LISTED RECORDS:
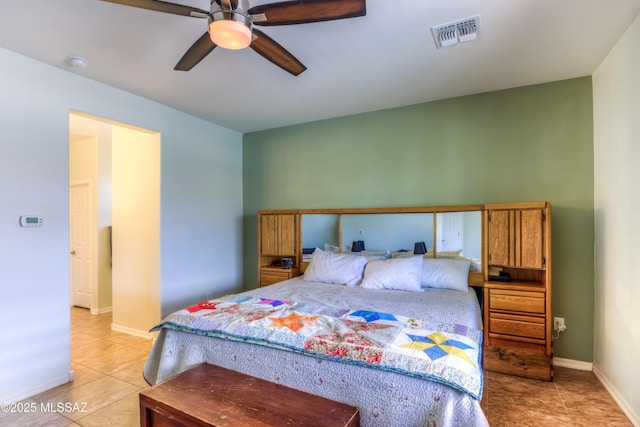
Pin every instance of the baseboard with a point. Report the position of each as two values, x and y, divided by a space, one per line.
47 385
573 364
131 331
626 408
101 310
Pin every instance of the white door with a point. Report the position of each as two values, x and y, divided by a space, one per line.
81 244
449 231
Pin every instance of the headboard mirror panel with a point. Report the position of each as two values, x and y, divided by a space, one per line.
390 232
447 231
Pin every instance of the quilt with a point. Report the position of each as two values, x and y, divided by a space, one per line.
445 353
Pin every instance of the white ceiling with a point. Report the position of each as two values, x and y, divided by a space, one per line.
382 60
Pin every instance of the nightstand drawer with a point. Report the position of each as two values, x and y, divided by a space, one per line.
527 327
527 302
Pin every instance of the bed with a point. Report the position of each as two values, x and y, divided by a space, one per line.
385 386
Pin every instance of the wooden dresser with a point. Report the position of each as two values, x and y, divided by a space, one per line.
517 313
209 395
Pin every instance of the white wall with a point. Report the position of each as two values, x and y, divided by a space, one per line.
201 211
616 92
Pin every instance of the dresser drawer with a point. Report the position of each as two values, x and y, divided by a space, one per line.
521 301
524 327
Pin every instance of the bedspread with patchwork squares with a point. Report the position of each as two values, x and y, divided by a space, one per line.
446 353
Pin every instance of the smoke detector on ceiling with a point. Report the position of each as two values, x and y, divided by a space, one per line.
456 32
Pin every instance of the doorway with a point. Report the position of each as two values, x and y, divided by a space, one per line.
121 165
81 243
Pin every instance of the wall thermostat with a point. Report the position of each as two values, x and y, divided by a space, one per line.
31 221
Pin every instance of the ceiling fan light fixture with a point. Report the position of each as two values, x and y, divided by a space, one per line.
230 29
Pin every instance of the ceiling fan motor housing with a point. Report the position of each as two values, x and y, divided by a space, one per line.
230 27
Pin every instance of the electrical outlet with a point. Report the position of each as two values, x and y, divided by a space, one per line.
558 324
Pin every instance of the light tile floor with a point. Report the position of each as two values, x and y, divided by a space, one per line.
108 366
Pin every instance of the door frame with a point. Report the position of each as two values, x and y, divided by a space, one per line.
93 231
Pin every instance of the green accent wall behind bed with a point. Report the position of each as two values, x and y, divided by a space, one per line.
532 143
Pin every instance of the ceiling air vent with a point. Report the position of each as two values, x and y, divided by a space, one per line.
453 33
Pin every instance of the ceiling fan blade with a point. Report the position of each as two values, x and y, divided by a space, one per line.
271 50
302 12
161 6
196 53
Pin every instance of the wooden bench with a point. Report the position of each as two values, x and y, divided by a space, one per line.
209 395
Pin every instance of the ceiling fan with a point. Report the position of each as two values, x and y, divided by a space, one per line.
231 25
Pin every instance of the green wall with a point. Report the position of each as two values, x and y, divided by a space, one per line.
532 143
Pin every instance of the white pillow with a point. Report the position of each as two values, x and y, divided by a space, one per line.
341 269
445 273
401 274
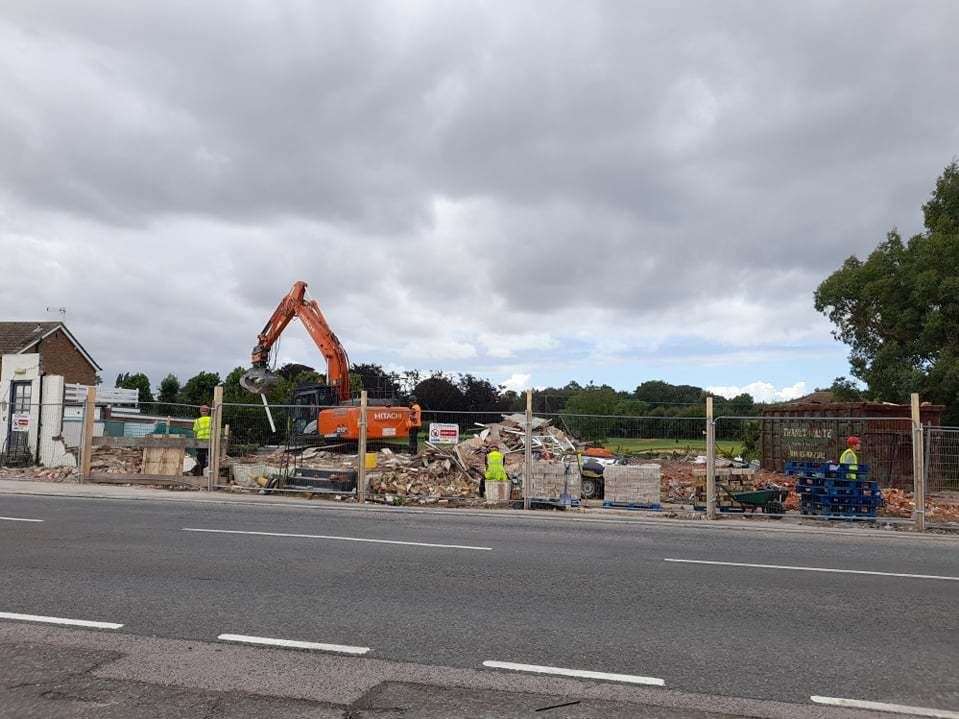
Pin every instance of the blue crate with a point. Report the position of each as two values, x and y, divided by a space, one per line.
826 470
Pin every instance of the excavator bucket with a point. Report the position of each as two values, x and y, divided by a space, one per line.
258 380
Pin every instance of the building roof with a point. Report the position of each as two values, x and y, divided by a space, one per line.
18 337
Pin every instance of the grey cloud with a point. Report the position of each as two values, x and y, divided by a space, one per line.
620 161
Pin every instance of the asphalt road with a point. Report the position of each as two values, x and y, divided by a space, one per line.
589 596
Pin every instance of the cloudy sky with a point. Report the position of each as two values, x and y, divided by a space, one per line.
531 191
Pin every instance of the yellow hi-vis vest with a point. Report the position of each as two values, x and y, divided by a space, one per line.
495 472
201 427
849 457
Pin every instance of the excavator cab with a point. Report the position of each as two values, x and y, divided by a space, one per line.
307 399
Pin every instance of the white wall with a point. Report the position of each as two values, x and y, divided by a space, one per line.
53 451
20 368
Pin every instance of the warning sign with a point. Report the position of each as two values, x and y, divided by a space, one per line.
442 433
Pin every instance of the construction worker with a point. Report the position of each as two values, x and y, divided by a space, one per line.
851 457
201 432
495 470
416 421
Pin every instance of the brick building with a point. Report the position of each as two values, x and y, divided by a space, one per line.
59 351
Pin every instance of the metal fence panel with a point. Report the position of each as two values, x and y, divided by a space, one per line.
942 459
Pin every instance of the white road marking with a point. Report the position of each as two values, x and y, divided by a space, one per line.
581 673
59 620
815 569
339 539
293 644
19 519
883 707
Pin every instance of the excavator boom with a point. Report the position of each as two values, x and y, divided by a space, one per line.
343 421
295 304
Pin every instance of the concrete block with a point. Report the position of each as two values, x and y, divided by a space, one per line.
633 484
550 477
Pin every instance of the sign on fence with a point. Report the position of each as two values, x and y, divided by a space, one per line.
443 433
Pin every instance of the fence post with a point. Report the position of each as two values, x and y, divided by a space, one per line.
710 460
86 447
225 441
361 465
918 485
213 451
528 450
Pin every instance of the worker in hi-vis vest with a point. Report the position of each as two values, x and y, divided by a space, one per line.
201 432
495 471
851 457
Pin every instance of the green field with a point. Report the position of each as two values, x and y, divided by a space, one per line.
630 445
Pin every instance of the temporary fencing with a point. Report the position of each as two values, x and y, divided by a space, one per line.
688 463
942 459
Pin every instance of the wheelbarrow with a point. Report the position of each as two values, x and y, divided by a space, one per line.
769 500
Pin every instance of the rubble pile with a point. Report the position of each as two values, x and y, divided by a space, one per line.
432 472
455 471
117 460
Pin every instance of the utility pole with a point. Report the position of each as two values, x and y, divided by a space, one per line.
710 460
918 485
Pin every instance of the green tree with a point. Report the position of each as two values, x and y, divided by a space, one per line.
899 309
199 388
439 393
169 389
139 382
592 400
480 395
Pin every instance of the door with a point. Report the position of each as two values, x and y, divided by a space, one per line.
19 421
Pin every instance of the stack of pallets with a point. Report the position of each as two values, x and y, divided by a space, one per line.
833 490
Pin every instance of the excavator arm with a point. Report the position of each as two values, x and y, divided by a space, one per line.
293 305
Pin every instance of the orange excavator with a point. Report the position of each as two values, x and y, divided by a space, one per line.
337 416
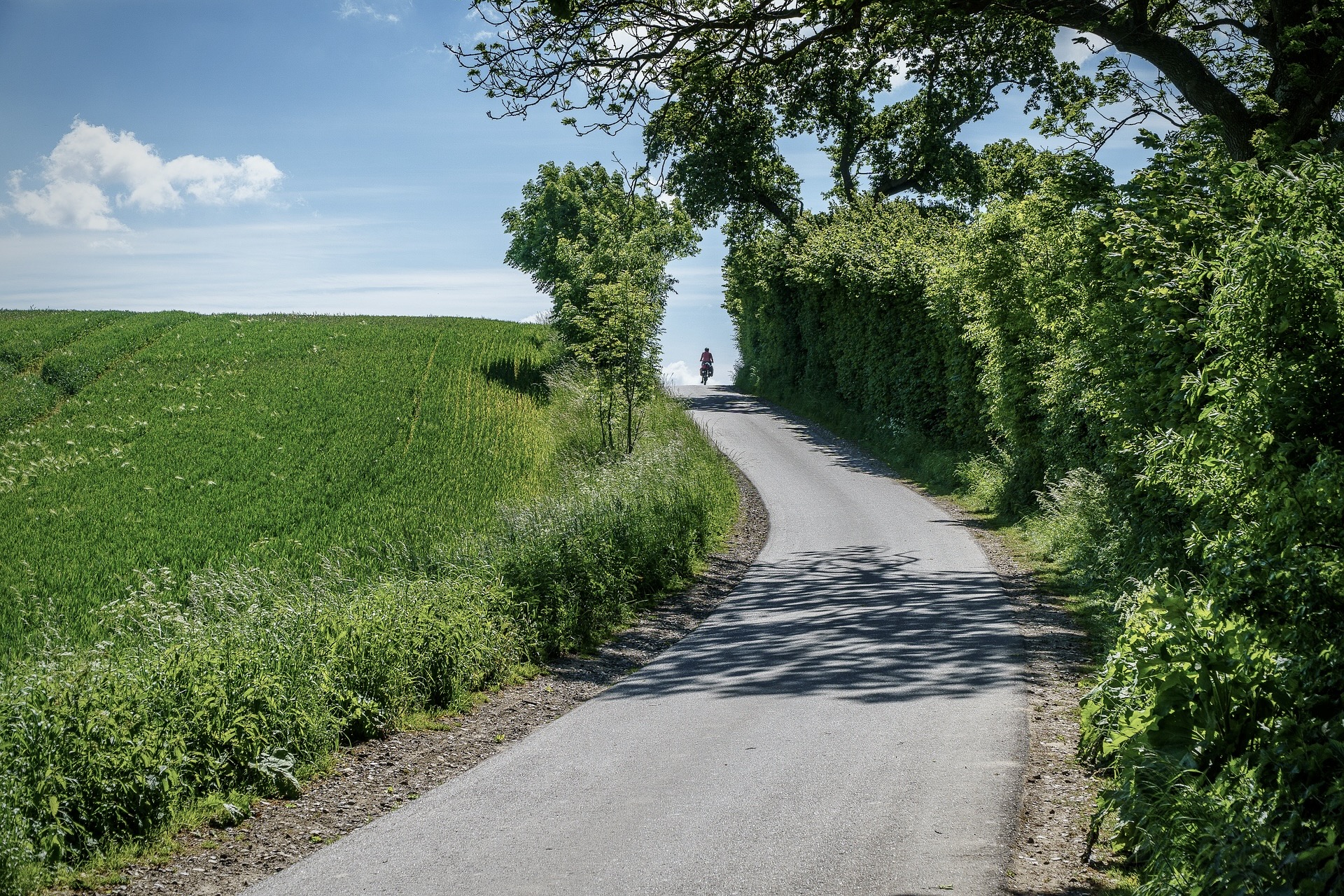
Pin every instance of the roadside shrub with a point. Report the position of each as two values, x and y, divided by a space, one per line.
1156 377
242 680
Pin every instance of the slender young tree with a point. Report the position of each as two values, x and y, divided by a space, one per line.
600 242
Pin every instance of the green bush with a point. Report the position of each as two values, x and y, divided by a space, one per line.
1152 375
242 680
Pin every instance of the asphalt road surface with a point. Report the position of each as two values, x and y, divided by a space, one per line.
851 720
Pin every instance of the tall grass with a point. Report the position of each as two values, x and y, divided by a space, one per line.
262 438
242 679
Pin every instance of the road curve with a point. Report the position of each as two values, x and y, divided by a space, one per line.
851 720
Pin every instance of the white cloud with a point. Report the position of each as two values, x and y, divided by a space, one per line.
90 159
680 374
351 8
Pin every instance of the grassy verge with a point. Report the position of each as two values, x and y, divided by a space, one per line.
1049 542
242 680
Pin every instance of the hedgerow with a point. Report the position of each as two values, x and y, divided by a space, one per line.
1152 375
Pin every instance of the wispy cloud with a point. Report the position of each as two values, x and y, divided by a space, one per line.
90 160
349 8
311 266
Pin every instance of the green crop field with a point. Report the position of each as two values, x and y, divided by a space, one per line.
230 545
175 442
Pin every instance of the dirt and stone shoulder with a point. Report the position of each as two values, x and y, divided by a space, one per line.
377 777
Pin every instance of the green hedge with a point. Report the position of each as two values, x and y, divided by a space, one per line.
1152 374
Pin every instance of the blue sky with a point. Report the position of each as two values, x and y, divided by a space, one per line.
309 156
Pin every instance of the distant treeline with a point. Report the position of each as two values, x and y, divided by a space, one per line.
1156 374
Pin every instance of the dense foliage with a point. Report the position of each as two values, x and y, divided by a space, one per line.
598 244
1155 372
219 676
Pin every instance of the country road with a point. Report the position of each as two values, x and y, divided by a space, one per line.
850 720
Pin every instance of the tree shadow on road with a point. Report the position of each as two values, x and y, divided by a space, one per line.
726 400
862 624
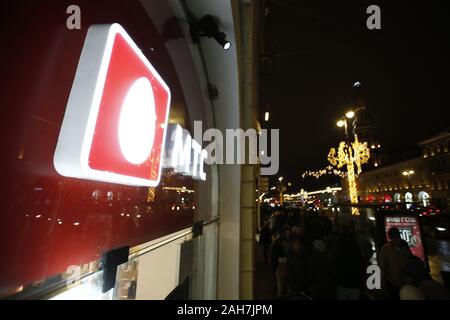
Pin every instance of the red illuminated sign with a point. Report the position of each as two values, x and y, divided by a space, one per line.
409 231
114 128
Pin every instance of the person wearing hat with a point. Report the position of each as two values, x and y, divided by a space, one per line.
392 259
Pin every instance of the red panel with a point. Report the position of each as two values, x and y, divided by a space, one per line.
125 67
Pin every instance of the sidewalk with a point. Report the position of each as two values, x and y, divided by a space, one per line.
265 286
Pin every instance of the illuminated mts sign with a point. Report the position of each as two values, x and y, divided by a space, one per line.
115 124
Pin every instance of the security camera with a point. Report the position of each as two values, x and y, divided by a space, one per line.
207 27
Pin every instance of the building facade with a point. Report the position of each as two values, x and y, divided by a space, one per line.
180 237
423 179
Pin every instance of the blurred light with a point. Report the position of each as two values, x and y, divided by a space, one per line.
137 122
350 114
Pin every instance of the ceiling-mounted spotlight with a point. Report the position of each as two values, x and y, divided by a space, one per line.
207 27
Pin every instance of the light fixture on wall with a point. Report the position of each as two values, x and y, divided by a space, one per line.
207 27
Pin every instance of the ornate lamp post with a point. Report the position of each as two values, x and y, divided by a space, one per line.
350 154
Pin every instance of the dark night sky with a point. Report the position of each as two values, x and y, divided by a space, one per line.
404 71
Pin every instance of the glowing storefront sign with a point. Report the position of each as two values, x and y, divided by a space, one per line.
184 154
115 124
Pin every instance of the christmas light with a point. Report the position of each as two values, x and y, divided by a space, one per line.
350 156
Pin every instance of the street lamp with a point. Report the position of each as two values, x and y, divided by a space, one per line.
350 154
340 123
350 114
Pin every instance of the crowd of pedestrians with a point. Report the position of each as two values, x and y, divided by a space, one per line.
311 256
315 257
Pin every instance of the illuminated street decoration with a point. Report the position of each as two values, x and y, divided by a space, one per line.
354 155
326 171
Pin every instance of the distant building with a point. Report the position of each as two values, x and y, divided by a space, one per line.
364 127
437 157
424 178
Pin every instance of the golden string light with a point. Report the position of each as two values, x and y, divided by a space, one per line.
326 171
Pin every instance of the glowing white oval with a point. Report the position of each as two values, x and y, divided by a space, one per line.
137 122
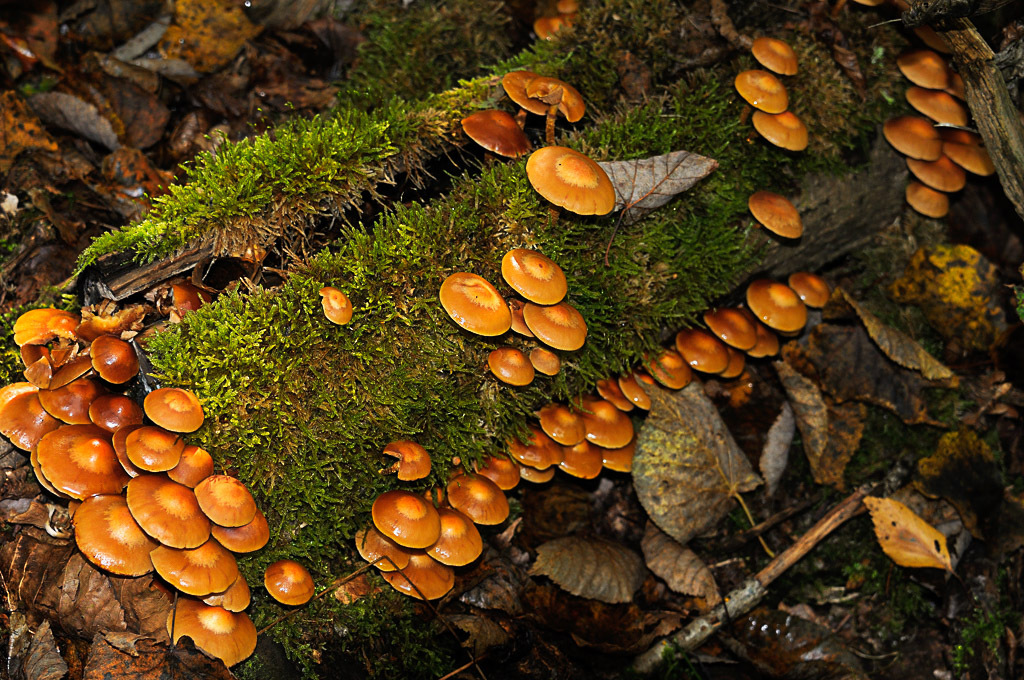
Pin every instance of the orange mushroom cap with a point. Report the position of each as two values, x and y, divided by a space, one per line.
559 326
174 409
226 635
289 583
478 498
534 275
784 130
570 180
474 304
337 306
407 518
498 132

SHORT TASK:
Please write out the records again, starting with the line that contains "Pin every instance of the glowing white" and going on through the end of the records, replacing "orange mushroom cap" with "red mushroom cap" and keeping everything else unchanged. Leave the pictures out of your answer.

OUTPUT OF THE TASK:
Pin every instance of the glowing white oval with a point. Report the position of each as two values, x and y, divided by a space, one per line.
137 122
Pin every instance of the red mushroom cap with a point. Report the position of each as two values, x and y, divided by a space, one per line.
559 326
174 409
226 635
289 583
478 498
534 275
784 130
570 180
474 304
337 306
407 518
498 132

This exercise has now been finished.